Unexpectedly I got a free day in Paris because United airlines took out of its fleet a plane deemed too risky. I felt more lucky than frustrated when they decided to tow the plane away from the gate.
As a result I got to spend an evening and morning with nearly 300 other stranded passengers, mostly Americans, who shared openly their thoughts about Hillary Clinton’s predictable announcement that she wanted to be in charge of more than the decorations and Easter Egg rolling at the White House.
There is nothing scientific about the group I hung out with — some were older, some younger, some fit, some not, ethnically diverse, all in Paris for some reason or another, all among those I spoke to in economy class and remarkably patient in the many long lines that ensue after a flight is cancelled in order to get free lunch and hotel vouchers.
“She is an amazing woman and a great leader. I have such confidence in her,” said an elderly school teacher from the Norfolk, Virginia area. Her husband, in contrast, said that she paled in comparison to her husband, President Bill Clinton — but that Jeb Bush, when people stopped to think about it was “obviously far better than his President-brother.”
Others I spoke to either saw her in heroic, ceiling-shattering terms or saw her as a more cold-blooded calculator fashioning her political views according to what her campaign machinery and mandarins dictated. Some saw her as a panderer to identity politics in America. One person said she’d be a “tool of Netanyahu.” A number saw her as unexciting and wished that the Democrats had the guts to put forward a tough challenger to her.
But going back to that first husband-wife standoff over Hillary, It struck me that if indeed America delivers a battle between its contemporary political aristocracies, the Bushes and the Clintons, that the challenge for Hillary will be to overcome comparisons not with her Republican rival but with her peripatetic global do-gooding husband. Bill Clinton’s strategic depth is palpable and he, during and after his presidency, came to personify the better dimensions of ‘globalization.’
Hillary’s file runs thinner. For example, in Jonathan Allen’s blunt, Maureen Dowd-directed roster of what we know of Hillary, he starts with “Hillary is a Hawk,” another way of saying that she is stuck deep in a groove and not strategically nimble. That is an immediate contrast that will matter to many who ponder HRC filling in the title of Commander-in-Chief and only able to hold the throttle in the charge, bomb, and invade position.

→ Information
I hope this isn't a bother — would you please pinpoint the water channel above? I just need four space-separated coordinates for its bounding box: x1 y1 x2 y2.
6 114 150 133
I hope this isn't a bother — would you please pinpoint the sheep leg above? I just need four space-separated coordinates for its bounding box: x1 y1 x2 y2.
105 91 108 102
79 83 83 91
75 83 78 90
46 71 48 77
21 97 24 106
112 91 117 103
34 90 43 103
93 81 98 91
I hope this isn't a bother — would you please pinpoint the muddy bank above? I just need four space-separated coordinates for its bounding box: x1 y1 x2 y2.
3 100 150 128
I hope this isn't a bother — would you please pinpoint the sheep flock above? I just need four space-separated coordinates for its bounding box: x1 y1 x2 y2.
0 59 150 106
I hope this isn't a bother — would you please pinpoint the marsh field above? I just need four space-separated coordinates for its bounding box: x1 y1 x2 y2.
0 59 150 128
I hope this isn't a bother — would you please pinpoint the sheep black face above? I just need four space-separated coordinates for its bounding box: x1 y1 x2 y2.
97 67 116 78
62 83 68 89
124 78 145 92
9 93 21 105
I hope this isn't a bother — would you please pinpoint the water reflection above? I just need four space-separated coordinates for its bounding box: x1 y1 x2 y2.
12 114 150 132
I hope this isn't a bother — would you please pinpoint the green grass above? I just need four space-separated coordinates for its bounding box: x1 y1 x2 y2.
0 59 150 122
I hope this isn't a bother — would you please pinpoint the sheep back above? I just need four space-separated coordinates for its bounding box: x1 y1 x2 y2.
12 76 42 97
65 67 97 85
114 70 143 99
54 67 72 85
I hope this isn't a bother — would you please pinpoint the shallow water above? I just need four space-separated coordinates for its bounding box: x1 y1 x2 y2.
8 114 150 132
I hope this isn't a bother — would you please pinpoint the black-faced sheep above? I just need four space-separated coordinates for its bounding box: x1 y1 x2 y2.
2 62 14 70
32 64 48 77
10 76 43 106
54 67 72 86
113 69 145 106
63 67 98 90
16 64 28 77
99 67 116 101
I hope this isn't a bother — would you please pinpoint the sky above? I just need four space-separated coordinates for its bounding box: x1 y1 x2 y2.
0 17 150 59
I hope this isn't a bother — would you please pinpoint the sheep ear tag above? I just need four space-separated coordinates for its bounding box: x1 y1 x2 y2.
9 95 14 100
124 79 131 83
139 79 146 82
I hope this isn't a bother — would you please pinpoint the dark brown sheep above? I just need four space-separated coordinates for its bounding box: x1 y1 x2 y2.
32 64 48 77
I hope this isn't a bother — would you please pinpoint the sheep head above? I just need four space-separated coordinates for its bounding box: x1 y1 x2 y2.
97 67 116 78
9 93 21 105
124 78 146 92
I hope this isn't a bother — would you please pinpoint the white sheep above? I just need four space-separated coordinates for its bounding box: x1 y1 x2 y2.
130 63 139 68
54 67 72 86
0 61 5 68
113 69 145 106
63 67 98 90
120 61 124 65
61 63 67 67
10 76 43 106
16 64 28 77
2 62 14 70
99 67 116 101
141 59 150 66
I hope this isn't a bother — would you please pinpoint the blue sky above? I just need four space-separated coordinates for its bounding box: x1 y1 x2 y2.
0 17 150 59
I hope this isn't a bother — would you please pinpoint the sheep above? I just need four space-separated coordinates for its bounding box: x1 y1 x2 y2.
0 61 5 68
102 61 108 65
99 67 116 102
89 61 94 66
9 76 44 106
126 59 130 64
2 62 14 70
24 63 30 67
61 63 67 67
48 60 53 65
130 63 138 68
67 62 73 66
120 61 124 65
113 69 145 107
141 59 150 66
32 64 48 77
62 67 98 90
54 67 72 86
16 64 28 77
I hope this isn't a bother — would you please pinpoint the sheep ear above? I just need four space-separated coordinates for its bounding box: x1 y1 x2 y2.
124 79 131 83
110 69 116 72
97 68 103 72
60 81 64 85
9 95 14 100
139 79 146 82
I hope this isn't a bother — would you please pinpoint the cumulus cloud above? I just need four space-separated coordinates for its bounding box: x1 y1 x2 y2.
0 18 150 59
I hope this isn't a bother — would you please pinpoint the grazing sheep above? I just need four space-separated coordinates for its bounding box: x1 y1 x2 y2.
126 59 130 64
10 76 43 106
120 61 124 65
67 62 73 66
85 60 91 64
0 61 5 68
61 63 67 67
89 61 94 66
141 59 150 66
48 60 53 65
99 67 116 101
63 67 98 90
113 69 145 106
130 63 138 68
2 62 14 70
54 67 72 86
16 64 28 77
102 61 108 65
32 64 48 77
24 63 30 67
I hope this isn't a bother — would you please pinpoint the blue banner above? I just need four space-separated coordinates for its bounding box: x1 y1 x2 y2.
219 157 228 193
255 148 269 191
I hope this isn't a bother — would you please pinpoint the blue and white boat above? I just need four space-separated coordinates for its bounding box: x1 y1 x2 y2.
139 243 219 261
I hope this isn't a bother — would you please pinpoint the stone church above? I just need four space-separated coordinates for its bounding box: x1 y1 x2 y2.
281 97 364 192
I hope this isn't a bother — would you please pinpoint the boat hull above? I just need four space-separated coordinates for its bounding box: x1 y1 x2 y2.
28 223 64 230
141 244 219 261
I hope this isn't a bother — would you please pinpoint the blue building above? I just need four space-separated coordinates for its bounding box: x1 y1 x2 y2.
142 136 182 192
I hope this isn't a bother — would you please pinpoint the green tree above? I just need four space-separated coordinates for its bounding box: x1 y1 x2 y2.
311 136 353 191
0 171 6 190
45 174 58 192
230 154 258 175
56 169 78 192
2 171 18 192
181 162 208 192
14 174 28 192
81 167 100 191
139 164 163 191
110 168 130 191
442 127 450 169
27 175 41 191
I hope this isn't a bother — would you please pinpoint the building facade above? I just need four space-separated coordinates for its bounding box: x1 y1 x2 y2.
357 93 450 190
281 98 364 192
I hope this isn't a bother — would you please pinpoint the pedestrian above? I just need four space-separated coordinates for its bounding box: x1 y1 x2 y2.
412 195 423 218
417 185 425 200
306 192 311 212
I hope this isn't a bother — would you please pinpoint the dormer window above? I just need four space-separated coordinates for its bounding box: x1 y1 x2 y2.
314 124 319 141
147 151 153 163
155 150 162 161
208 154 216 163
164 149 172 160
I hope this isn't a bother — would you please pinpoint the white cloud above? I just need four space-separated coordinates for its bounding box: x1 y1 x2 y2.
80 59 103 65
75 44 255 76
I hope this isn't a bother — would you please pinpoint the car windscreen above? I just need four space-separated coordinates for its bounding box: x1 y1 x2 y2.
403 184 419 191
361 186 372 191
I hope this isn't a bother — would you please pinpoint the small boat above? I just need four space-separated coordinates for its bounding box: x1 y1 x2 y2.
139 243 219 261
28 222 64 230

→ Task
In the essay on Hillary Clinton's candidacy, substitute "business class" for "economy class" and give the passage from "There is nothing" up to and including "and hotel vouchers.".

→ Expected answer
There is nothing scientific about the group I hung out with — some were older, some younger, some fit, some not, ethnically diverse, all in Paris for some reason or another, all among those I spoke to in business class and remarkably patient in the many long lines that ensue after a flight is cancelled in order to get free lunch and hotel vouchers.